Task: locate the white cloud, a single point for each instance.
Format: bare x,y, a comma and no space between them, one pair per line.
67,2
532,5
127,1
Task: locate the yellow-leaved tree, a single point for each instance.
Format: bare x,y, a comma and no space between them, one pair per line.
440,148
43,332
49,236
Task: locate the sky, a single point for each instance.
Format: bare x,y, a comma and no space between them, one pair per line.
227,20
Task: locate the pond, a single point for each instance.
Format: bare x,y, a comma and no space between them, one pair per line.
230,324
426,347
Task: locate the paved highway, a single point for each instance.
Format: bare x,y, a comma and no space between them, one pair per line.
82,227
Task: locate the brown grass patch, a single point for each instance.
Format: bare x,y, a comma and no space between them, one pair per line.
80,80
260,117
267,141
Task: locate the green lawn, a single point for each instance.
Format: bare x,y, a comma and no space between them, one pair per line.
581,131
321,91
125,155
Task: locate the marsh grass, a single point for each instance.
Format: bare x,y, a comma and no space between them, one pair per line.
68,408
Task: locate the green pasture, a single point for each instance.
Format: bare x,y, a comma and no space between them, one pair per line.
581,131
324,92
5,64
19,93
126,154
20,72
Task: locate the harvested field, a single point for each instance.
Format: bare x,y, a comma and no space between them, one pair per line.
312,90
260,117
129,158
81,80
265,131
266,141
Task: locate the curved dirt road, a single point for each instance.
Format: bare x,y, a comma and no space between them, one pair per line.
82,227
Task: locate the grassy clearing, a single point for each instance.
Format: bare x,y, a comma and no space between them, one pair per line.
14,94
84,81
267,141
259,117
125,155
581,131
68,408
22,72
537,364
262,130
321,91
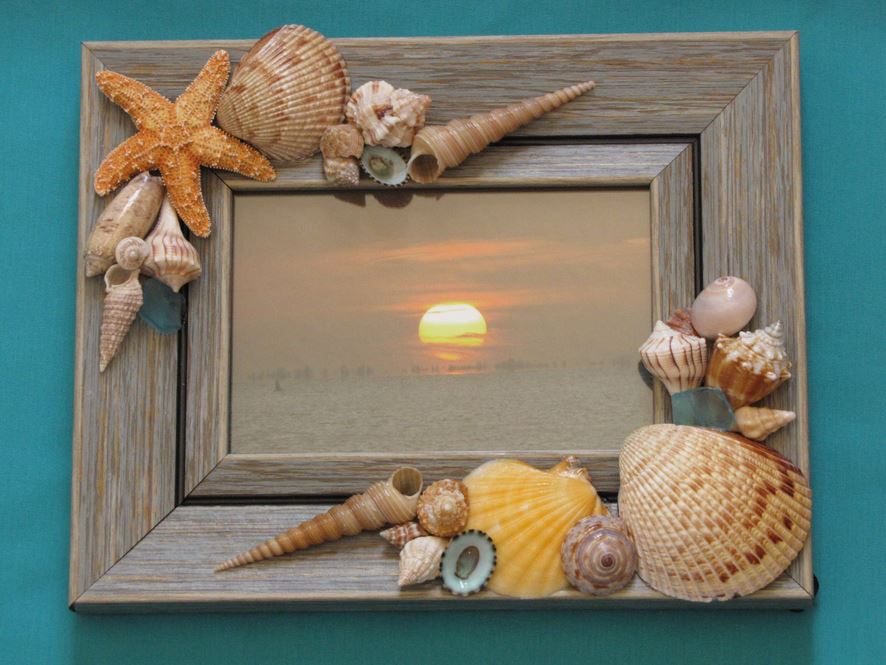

◇ ◇ ◇ ◇ ◇

Directions for this task:
Take the lines from the one that contains "Task: locate the curved" through the end of the entries and write them out again, substituting "open meadow" for "grassy clearing" and changing nothing else. Leave the pictures out of your answer.

Solution to this task:
Task: locate the curved dirt road, a single point for each instance.
Format: bare x,y, a comma and no space between them, one pair per line.
82,227
Task: locate the open meadow, a single point for each instance.
Format: bare x,y, a comma and no space between them, one pair per line.
14,94
84,81
267,141
259,117
125,155
581,131
68,408
22,72
537,364
262,130
321,91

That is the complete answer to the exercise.